# [How to complete this task]
Reproduce the listing in full, exactly as written, but without images.

__________________________________________________

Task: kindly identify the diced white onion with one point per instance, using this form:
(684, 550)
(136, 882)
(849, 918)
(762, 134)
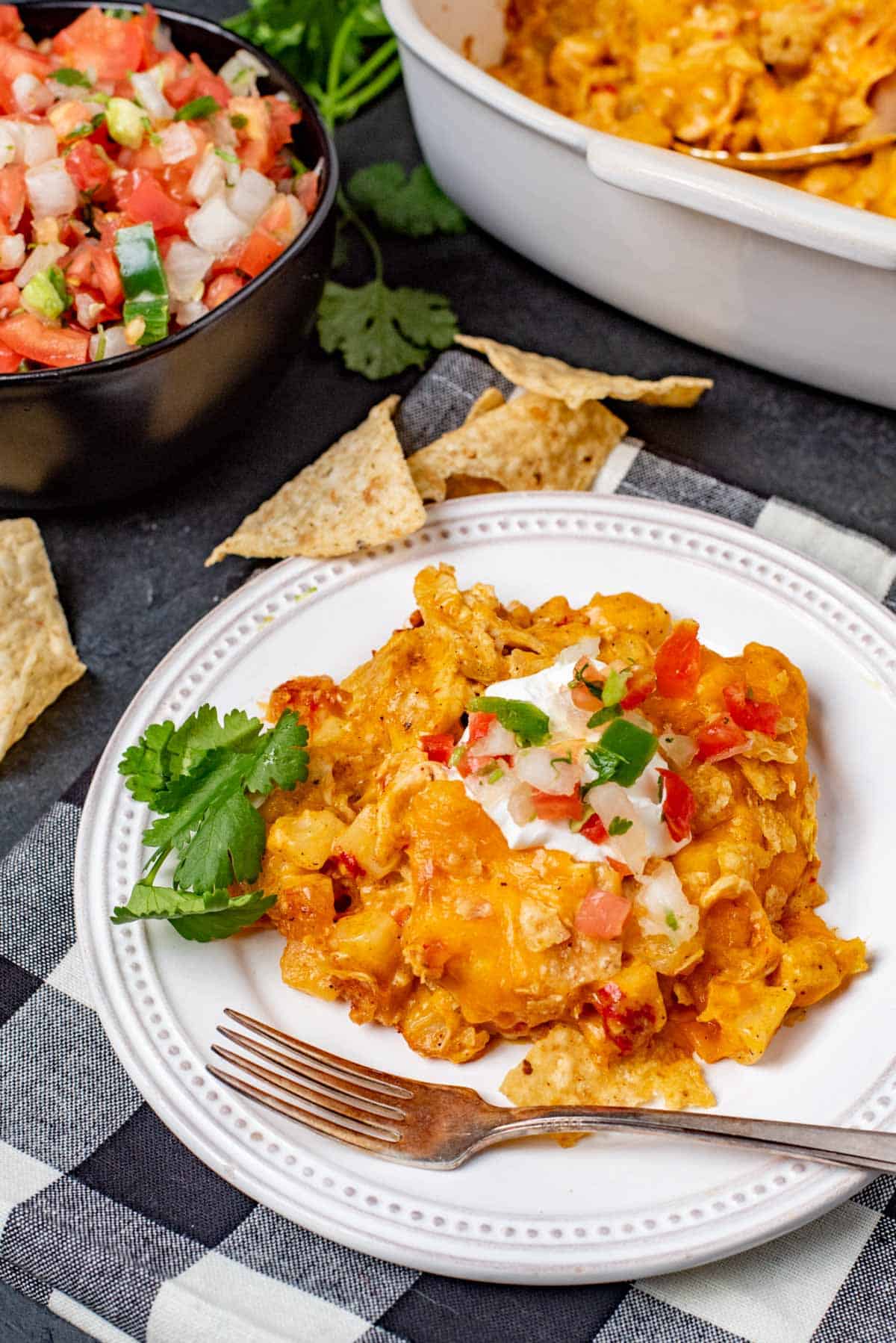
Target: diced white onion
(520, 806)
(52, 190)
(30, 93)
(535, 767)
(677, 748)
(87, 311)
(240, 72)
(188, 313)
(208, 178)
(13, 252)
(222, 132)
(186, 267)
(215, 227)
(42, 258)
(38, 144)
(660, 897)
(10, 143)
(297, 220)
(112, 341)
(176, 143)
(252, 195)
(151, 97)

__________________________________________________

# [Reply to the exercise]
Task: kindly identify the diced white onion with one point per instance, using this form:
(684, 550)
(136, 882)
(849, 918)
(762, 134)
Target: diced white onion
(520, 806)
(52, 190)
(30, 93)
(535, 767)
(677, 748)
(87, 311)
(240, 72)
(188, 313)
(208, 178)
(13, 252)
(222, 132)
(186, 267)
(215, 227)
(42, 258)
(38, 144)
(660, 897)
(10, 143)
(297, 220)
(112, 341)
(176, 143)
(252, 195)
(151, 97)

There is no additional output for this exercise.